** EXERCISE AIM **
Write the entries below out again exactly; any picture in them stays out.

** SUPPLIED RECORDS **

○ ○ ○ ○

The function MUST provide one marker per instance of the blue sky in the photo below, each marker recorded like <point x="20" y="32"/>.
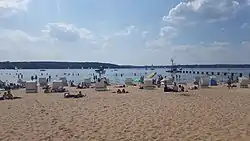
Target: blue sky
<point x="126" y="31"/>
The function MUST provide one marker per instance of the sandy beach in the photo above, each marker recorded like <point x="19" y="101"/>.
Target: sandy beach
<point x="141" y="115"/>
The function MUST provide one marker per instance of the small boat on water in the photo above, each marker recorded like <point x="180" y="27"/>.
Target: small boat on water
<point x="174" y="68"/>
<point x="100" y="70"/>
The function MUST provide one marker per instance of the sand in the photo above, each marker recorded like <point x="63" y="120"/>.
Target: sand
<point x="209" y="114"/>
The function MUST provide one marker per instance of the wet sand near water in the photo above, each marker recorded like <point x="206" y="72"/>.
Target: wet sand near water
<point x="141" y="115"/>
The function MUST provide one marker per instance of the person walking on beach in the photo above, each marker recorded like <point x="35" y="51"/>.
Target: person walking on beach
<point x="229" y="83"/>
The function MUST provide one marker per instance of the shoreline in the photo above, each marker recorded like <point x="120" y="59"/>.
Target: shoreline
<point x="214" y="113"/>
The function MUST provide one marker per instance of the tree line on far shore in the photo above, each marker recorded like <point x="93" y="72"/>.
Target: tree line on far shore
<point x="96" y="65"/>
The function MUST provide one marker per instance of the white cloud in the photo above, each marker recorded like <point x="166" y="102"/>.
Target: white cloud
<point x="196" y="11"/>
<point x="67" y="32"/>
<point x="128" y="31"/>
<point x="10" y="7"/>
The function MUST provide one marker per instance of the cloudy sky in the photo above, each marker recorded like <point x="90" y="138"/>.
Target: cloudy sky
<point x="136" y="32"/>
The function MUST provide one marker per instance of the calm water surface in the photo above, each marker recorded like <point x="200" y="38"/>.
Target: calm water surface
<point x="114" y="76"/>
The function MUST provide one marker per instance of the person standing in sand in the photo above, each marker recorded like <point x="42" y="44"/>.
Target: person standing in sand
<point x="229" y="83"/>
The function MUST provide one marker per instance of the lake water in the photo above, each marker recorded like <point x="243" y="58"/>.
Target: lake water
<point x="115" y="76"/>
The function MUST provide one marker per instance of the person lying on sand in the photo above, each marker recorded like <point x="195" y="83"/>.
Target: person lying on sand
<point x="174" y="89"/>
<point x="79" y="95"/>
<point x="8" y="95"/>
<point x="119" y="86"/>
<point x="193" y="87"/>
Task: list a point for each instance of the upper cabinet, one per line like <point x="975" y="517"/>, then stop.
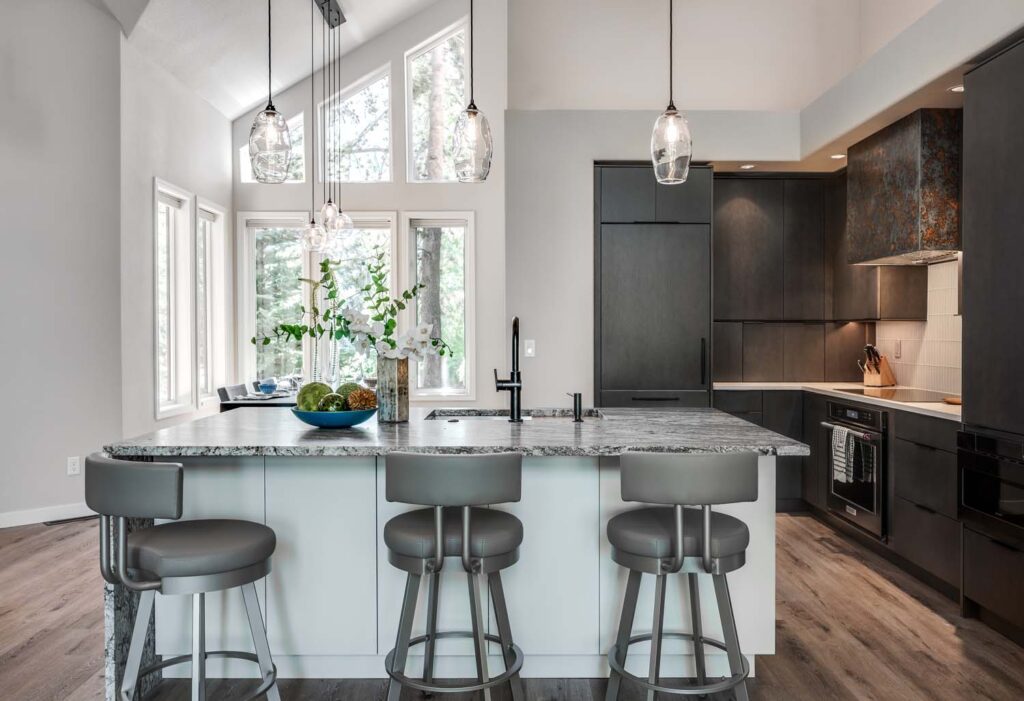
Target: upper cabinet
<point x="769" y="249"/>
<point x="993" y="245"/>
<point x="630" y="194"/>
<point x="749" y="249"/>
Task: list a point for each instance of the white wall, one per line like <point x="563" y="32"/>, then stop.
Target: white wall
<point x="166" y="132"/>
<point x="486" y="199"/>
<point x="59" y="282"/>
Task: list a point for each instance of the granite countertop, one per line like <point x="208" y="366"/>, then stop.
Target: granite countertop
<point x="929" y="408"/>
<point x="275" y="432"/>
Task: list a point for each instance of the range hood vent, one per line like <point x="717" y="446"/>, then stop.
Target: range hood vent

○ ○ ○ ○

** TASK OUTPUT **
The function MUST provide one marker per instance of the blue sky in the photo below, each marker recorded like <point x="20" y="32"/>.
Target: blue sky
<point x="126" y="31"/>
The function MUST provide one marker per instance of the sandy beach in the photo above, each marker recorded like <point x="19" y="101"/>.
Target: sandy beach
<point x="141" y="115"/>
The function MUST provide one marker per instance of the small boat on water in the photo above, each marker recorded like <point x="180" y="27"/>.
Target: small boat on water
<point x="174" y="68"/>
<point x="100" y="70"/>
The function MUST provide one marker per instance of the sand in the photo above, each marker recorded like <point x="63" y="120"/>.
Target: sand
<point x="209" y="114"/>
The function MUST provide one marker per instance of the wet sand near water in the photo above, each marker recorded like <point x="206" y="72"/>.
Target: wet sand near water
<point x="141" y="115"/>
The function MUST provide one marker per instance of the person walking on beach in the photo above, each marker recorded like <point x="35" y="51"/>.
Target: person walking on beach
<point x="229" y="83"/>
The function MUST provide one marker per instance of the shoreline in the photo above, each marker recorded like <point x="120" y="59"/>.
Target: shoreline
<point x="214" y="113"/>
The function MUST provide one marker per instance of the tree line on far shore in the photo above, each marker recorded like <point x="93" y="72"/>.
Target: tree line on far shore
<point x="96" y="65"/>
The function MUST provide one marker per instance of the white cloud in the photo above, each marker recorded like <point x="166" y="102"/>.
Target: white cloud
<point x="196" y="11"/>
<point x="67" y="32"/>
<point x="128" y="31"/>
<point x="10" y="7"/>
The function MUST provide one marker per instance of the cloudy sky in the photo above, each marker recorded like <point x="90" y="138"/>.
Target: cloudy sky
<point x="136" y="32"/>
The function MUST provide one marker per instance of the calm water surface in the photo above, each marker recorded like <point x="200" y="38"/>.
Target: calm water surface
<point x="114" y="76"/>
The function MUST provide one marker per instance of the person standing in sand in the photo above, each marker recorded like <point x="42" y="44"/>.
Target: person standing in sand
<point x="229" y="83"/>
The function MUST provide one marker per instance of the lake water in the photo above, each marker recorded like <point x="243" y="58"/>.
Target: lake water
<point x="115" y="76"/>
The function MUST provide one marker per instance of the person lying on sand in the photo above, each marker recorded like <point x="195" y="83"/>.
Target: person lying on sand
<point x="174" y="89"/>
<point x="79" y="95"/>
<point x="8" y="95"/>
<point x="119" y="86"/>
<point x="193" y="87"/>
Task: list a point for each instance of the upper cabinet, one per line like <point x="975" y="517"/>, then stop.
Target: upper cabinet
<point x="769" y="249"/>
<point x="993" y="245"/>
<point x="630" y="194"/>
<point x="749" y="249"/>
Task: list a point for each instance of the white wall, one per line like <point x="563" y="32"/>, then stop.
Target: white wall
<point x="166" y="132"/>
<point x="486" y="199"/>
<point x="59" y="282"/>
Task: list a point for each instance of the granite countertop, one per line like <point x="208" y="366"/>, then stop.
Target: granite countertop
<point x="929" y="408"/>
<point x="275" y="432"/>
Task: list a point for each instance of the range hood vent, one per line like <point x="717" y="446"/>, then stop.
Target: range hood vent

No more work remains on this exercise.